List every line of the rows below that contains the string "foreground", copying each such line in full. Matches must have the same case.
:::::
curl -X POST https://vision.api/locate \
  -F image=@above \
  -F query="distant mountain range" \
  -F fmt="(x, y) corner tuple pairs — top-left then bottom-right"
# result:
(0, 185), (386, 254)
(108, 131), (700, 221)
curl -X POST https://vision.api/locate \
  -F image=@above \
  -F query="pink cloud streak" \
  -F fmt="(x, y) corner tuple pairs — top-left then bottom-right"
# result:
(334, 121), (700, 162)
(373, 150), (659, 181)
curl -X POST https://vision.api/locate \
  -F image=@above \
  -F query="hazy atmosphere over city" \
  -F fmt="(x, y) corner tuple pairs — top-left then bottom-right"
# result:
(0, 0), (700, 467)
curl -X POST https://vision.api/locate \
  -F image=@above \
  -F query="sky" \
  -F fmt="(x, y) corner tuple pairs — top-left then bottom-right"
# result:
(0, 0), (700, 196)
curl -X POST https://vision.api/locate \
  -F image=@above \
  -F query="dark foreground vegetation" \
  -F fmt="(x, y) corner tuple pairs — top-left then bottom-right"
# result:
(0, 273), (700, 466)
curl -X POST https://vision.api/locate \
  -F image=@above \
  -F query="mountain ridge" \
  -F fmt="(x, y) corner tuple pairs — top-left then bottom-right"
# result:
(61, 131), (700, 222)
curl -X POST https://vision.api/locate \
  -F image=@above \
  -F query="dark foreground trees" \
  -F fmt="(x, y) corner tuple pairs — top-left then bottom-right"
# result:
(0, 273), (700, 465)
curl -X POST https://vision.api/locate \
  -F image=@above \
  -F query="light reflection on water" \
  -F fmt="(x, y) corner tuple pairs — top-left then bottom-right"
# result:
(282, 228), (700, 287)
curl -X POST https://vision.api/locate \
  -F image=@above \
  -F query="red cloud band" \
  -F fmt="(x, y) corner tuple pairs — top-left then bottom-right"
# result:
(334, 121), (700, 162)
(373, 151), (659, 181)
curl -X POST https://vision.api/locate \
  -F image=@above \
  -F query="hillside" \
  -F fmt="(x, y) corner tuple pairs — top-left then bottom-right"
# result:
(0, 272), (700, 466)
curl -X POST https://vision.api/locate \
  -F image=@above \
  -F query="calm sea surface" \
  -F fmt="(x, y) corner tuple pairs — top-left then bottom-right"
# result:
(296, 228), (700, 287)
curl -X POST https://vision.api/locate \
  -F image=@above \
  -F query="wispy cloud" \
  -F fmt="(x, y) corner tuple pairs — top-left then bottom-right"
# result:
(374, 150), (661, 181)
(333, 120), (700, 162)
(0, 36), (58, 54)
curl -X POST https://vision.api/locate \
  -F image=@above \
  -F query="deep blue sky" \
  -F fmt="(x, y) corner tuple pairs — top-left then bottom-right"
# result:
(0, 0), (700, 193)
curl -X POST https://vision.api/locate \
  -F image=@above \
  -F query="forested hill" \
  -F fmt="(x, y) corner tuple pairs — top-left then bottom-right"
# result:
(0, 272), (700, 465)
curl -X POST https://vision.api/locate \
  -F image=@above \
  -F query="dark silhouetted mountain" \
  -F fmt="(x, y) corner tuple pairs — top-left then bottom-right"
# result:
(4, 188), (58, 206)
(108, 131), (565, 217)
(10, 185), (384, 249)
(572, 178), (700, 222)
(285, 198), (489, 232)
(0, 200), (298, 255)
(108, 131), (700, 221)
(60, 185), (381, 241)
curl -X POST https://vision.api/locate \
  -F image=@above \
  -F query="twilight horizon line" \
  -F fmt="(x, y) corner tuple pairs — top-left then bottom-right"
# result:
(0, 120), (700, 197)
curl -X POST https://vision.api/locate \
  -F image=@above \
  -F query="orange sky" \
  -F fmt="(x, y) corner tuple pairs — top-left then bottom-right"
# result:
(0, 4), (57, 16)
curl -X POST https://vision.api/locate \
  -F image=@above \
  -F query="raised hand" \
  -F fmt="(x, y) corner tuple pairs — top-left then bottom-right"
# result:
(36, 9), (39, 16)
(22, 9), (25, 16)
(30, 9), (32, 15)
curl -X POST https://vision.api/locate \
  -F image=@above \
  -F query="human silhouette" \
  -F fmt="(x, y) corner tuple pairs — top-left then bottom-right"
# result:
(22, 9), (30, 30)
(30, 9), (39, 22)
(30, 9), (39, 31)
:::::
**Solution for this exercise:**
  -F query="dark foreground vegetation" \
  -F query="dark foreground trees" \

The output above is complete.